■ **Given request**
Write down the stretch of the Atlanta sports media column from "The Hawks effort apparently" through "Doris Burke cannot.)", word for word.

**** Selected passage ****

Monday, May 17, 2010

TheFletch for the week of May 14-20

The biggest media story involving Atlanta last week was WITHOUT QUESTION the Hawks. The Hawks made the biggest splash but for all of the wrong reasons last week. As Atlanta faced the Orlando Magic, ESPN and ABC awarded the series Mike Tirico and Hubie Brown as an announcing crew. These two certainly are one of the top crews in NBA basketball and while not the A-team, certainly a B+ to be sure. Both Tirico and especially Brown were critical of the Hawks effort in the first two games of the series. Brown seemed openly frustrated by Josh Smith’s effort in the contests, calling Smith out by not running back on the defensive fastbreak. Brown has forgotten more about basketball than I will ever know, and it is nice when a commentator doesn’t just sugarcoat or gloss over the player’s effort because they are friends or they used to play together. I have heard about the athlete/coach code of not overly knocking a former teammate or charge, but it is refreshing to hear Brown and Jon Gruden and Bobby Knight tell it like it is up there in the booth. You don’t need a Simon Cowell impersonator to tear someone apart, but it is nice to hear that YES the player is loafing or the shortstop just plain MISSED that grounder.
The Hawks effort apparently was so bad in the first two losses to Orlando that upon arrival at Philips Arena, Tirico and Brown were nowhere to be seen and instead a crew including Doris Burke was calling the game. Not that Burke isn’t qualified to talk NBA, but come on. Couldn’t she do the WNBA and we have one of the seven former players that ESPN uses in studio to do the games? Does Burke REALLY know what it is like in an NBA lockerroom? No. Does she really know what it is like to even dunk? No. Call me sexist, whatever. Serve as a sideline reporter if you want to be involved. Don’t take a spot from someone that REALLY KNOWS the game. (Weird, normally I am calling out for the former jocks NOT to get jobs over the trained commentator/announcer, but in this case, come on. I could at least fake that I’ve been in the NBA. Doris Burke cannot.)

**** Entries provided ****

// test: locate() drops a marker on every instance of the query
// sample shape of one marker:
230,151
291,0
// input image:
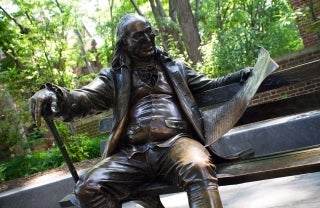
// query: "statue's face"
139,40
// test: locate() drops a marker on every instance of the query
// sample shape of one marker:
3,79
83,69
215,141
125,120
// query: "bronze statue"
157,127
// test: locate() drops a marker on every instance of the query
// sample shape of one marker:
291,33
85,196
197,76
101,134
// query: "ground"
22,182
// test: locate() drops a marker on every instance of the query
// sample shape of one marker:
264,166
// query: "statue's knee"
83,188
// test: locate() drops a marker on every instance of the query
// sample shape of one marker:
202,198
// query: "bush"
79,148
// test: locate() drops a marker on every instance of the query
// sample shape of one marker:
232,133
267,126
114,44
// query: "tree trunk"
158,14
189,29
175,32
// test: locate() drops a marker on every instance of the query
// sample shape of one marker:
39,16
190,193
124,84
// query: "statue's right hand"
43,102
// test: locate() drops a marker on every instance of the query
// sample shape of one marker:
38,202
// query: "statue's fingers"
37,111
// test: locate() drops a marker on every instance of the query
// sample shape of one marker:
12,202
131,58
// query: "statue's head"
136,36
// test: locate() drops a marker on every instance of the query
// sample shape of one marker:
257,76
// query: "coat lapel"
185,98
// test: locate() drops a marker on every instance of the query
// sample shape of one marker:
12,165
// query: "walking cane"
51,125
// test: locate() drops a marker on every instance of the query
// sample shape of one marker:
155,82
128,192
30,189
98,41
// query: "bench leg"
150,202
204,198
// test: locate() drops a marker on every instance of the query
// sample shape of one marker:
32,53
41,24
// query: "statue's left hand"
43,102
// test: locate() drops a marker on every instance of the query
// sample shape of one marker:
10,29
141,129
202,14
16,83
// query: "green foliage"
239,28
80,148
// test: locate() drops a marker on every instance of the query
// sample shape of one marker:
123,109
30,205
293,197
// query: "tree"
189,29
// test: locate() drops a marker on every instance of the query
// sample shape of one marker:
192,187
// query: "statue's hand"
43,102
245,74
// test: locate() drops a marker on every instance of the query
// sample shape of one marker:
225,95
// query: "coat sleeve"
95,97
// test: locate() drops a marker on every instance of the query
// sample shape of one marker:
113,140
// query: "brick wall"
311,54
312,10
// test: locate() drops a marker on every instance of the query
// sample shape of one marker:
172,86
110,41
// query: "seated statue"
158,130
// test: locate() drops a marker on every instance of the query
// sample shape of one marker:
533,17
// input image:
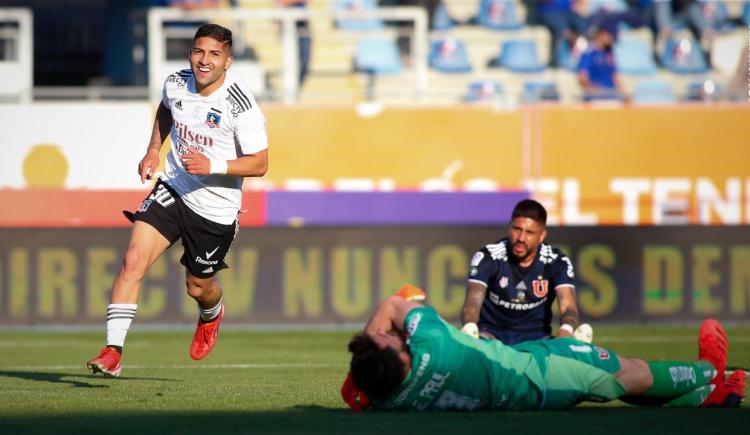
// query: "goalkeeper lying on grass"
408,358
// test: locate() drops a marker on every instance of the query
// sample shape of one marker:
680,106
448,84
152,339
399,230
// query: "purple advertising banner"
389,208
337,275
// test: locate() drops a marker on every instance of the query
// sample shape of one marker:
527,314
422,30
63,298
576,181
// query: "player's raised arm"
475,294
390,315
569,317
162,126
252,165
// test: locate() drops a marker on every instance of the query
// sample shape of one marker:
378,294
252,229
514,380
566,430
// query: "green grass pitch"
288,382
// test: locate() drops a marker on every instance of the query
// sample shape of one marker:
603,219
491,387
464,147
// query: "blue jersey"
518,302
600,67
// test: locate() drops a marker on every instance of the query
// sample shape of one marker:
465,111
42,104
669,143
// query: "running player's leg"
146,244
207,293
206,244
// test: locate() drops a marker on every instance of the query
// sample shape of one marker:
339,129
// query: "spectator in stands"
639,13
704,17
597,72
304,40
564,19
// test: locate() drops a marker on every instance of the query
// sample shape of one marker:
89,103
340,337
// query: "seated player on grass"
408,358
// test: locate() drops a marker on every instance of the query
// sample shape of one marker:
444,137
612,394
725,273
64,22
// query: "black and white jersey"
225,125
519,298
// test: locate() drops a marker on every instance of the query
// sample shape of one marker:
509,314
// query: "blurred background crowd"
475,51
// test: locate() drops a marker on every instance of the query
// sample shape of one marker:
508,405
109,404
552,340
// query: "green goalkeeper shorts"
577,372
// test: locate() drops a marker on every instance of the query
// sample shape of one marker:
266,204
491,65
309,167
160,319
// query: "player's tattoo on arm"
473,303
162,127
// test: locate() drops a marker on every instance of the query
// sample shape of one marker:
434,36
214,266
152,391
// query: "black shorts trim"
205,242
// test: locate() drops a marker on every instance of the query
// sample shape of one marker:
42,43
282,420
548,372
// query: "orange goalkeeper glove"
355,398
411,293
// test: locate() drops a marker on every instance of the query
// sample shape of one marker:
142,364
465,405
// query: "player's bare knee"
197,288
134,265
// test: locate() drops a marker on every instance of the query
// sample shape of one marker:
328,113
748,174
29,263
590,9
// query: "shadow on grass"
68,378
312,419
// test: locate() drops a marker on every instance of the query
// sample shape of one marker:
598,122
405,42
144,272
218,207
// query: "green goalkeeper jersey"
453,371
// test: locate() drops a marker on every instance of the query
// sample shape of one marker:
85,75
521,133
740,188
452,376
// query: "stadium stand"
684,56
449,55
373,57
634,57
498,15
653,91
520,56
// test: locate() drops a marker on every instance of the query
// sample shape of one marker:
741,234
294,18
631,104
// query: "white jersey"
224,125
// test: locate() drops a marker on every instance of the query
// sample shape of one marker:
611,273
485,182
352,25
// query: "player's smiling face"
525,236
209,60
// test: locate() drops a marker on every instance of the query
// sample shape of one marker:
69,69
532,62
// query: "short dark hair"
531,209
214,31
377,372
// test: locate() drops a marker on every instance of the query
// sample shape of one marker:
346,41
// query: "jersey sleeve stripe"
241,94
242,104
565,285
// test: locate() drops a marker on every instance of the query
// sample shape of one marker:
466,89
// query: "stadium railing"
260,74
16,54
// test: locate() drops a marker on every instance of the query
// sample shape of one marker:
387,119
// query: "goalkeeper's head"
378,364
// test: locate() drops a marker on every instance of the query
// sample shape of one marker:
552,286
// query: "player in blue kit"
409,359
513,283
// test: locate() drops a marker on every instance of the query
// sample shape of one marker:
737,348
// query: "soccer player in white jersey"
218,137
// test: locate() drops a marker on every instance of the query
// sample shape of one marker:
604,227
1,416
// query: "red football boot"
205,336
713,347
729,393
107,363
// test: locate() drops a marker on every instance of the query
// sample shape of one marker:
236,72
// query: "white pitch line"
659,339
180,366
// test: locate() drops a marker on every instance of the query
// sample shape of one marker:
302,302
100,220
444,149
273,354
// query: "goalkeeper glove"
471,329
584,333
411,293
356,399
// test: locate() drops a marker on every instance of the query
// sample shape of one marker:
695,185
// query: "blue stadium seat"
440,18
534,92
633,57
483,91
605,6
377,55
568,57
520,56
353,24
653,92
449,56
684,56
498,15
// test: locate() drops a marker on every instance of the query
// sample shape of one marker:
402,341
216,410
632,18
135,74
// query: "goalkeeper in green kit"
408,358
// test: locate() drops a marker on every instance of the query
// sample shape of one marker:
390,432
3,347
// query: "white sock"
208,314
119,317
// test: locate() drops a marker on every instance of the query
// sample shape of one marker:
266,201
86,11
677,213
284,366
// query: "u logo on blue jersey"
541,287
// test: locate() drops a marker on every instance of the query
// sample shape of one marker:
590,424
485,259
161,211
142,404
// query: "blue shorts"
513,337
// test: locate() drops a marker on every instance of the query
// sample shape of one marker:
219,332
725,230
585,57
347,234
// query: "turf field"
288,382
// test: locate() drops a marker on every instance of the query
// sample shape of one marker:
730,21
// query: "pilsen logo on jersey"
212,119
185,133
541,287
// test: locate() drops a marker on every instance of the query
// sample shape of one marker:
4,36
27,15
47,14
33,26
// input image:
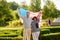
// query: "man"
24,14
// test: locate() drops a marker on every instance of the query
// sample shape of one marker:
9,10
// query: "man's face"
27,14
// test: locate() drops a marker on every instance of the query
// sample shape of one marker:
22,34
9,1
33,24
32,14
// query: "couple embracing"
31,22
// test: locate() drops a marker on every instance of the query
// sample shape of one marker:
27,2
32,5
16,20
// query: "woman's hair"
35,18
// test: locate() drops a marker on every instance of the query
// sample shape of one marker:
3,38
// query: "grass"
46,32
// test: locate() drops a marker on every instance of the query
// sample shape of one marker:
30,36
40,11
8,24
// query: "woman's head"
34,18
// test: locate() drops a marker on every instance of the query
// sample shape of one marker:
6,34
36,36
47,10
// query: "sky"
56,2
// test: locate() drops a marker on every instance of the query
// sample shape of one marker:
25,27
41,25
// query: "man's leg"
24,34
28,33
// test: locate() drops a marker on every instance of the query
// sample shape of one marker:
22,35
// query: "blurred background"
11,27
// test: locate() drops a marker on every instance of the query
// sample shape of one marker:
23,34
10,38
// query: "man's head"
28,14
34,18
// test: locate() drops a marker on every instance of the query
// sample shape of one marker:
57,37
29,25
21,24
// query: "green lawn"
47,33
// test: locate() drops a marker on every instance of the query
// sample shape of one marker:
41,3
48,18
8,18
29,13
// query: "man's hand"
28,14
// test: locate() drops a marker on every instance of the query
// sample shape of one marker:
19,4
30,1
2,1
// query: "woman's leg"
28,33
24,34
35,35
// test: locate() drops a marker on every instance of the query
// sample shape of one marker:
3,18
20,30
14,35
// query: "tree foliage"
49,10
13,5
35,5
4,12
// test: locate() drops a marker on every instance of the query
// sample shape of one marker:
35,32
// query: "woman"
35,28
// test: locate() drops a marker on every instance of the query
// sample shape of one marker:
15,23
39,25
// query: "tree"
13,5
35,5
4,12
49,10
23,5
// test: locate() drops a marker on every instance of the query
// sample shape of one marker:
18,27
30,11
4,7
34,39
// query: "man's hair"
35,18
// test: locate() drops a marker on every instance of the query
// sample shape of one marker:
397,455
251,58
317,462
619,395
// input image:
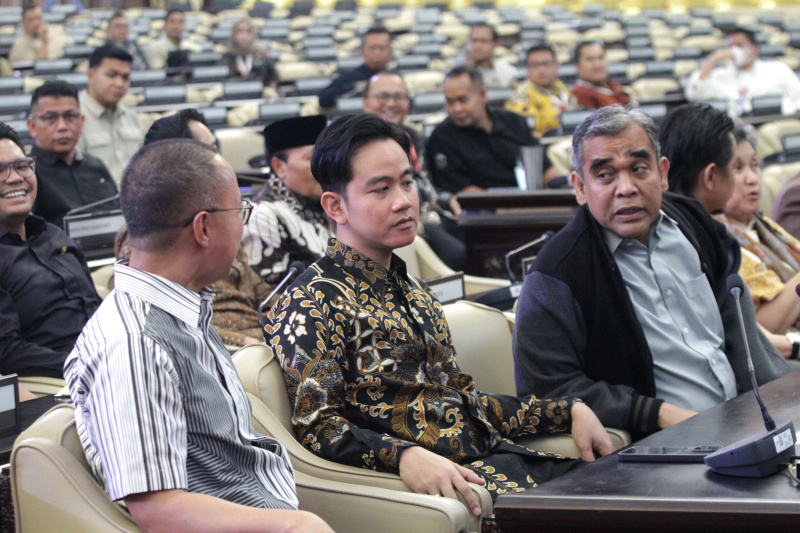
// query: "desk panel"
611,496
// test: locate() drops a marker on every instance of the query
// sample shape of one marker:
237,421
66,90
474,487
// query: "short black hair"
578,51
331,162
495,37
374,30
110,51
475,76
55,88
751,36
692,136
7,132
165,182
171,11
541,47
174,126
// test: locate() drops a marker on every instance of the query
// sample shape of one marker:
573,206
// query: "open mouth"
14,194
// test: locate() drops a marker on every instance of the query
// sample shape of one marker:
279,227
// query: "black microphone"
764,453
294,269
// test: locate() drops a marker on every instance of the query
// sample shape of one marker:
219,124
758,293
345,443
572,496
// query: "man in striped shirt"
160,411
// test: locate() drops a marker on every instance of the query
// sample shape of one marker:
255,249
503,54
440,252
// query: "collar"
364,268
94,107
33,226
613,240
50,158
168,296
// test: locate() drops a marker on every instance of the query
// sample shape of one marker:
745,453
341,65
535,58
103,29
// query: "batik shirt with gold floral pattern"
371,370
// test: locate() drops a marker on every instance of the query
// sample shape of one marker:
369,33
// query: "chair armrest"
379,509
477,284
52,491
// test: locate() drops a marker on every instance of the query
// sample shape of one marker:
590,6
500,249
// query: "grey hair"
611,120
742,131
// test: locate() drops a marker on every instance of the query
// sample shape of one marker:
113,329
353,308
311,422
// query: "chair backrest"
482,337
52,486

****

■ **Reply to the exercise**
The Hawks effort apparently was so bad in the first two losses to Orlando that upon arrival at Philips Arena, Tirico and Brown were nowhere to be seen and instead a crew including Doris Burke was calling the game. Not that Burke isn’t qualified to talk NBA, but come on. Couldn’t she do the WNBA and we have one of the seven former players that ESPN uses in studio to do the games? Does Burke REALLY know what it is like in an NBA lockerroom? No. Does she really know what it is like to even dunk? No. Call me sexist, whatever. Serve as a sideline reporter if you want to be involved. Don’t take a spot from someone that REALLY KNOWS the game. (Weird, normally I am calling out for the former jocks NOT to get jobs over the trained commentator/announcer, but in this case, come on. I could at least fake that I’ve been in the NBA. Doris Burke cannot.)